--- start of Source material ---
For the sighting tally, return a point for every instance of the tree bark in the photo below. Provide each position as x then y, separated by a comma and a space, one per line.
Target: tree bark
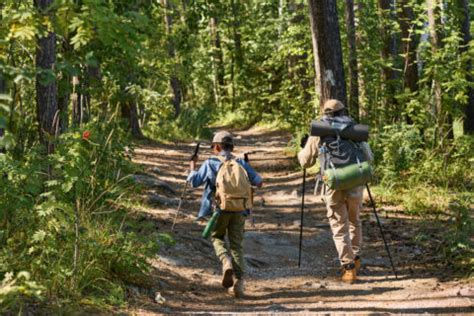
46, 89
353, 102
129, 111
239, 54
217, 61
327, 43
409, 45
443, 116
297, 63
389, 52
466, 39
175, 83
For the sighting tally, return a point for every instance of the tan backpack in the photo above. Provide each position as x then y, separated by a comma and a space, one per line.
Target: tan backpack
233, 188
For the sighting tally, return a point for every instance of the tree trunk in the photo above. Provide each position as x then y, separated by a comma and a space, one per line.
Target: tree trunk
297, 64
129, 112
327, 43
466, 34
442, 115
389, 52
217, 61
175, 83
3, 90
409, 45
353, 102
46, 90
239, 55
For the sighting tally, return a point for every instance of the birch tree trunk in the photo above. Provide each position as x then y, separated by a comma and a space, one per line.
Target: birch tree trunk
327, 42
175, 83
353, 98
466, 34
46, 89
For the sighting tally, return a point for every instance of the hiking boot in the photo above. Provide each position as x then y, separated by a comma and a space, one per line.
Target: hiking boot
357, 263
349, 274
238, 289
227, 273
--- end of Source material ---
--- start of Source material ---
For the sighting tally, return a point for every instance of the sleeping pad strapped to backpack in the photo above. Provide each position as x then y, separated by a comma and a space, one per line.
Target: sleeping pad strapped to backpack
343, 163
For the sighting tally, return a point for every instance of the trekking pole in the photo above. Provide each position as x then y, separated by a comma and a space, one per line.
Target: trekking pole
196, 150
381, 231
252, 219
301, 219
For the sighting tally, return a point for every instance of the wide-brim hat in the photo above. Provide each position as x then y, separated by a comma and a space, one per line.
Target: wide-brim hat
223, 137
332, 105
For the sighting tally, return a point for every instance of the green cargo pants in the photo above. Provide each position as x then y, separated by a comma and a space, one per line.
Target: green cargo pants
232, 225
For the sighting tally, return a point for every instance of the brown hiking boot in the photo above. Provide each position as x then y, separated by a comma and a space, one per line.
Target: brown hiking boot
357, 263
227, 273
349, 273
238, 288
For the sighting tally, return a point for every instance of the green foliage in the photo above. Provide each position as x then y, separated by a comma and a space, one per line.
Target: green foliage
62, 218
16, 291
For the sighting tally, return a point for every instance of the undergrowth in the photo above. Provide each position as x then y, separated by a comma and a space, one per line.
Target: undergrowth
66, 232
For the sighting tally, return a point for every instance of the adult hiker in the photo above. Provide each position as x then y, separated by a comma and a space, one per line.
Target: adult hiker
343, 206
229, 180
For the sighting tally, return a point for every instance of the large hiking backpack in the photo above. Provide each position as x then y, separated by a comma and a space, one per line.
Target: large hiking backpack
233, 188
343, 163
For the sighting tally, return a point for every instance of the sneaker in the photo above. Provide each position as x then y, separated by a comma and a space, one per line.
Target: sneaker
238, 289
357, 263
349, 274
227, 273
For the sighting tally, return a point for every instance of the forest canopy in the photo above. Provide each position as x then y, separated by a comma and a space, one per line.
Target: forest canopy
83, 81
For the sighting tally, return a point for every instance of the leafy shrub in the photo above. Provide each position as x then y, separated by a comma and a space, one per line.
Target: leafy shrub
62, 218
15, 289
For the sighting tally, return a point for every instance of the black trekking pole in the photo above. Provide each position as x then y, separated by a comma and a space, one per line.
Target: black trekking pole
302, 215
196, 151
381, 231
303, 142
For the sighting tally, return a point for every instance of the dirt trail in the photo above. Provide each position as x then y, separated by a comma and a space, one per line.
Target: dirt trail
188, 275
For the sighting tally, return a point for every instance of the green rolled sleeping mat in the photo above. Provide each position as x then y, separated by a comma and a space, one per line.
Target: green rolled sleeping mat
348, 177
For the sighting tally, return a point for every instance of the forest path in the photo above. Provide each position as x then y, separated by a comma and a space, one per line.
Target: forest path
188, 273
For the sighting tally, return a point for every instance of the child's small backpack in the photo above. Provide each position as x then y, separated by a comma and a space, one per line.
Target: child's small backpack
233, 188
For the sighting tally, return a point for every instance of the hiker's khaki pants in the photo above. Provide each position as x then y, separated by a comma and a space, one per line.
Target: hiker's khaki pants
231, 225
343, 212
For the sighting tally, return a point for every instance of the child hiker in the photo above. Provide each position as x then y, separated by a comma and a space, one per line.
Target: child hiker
--- end of Source material ---
_Objective_.
Give only the number of lines in the data above that contain the word "sneaker". Case counts.

_Answer to this task_.
2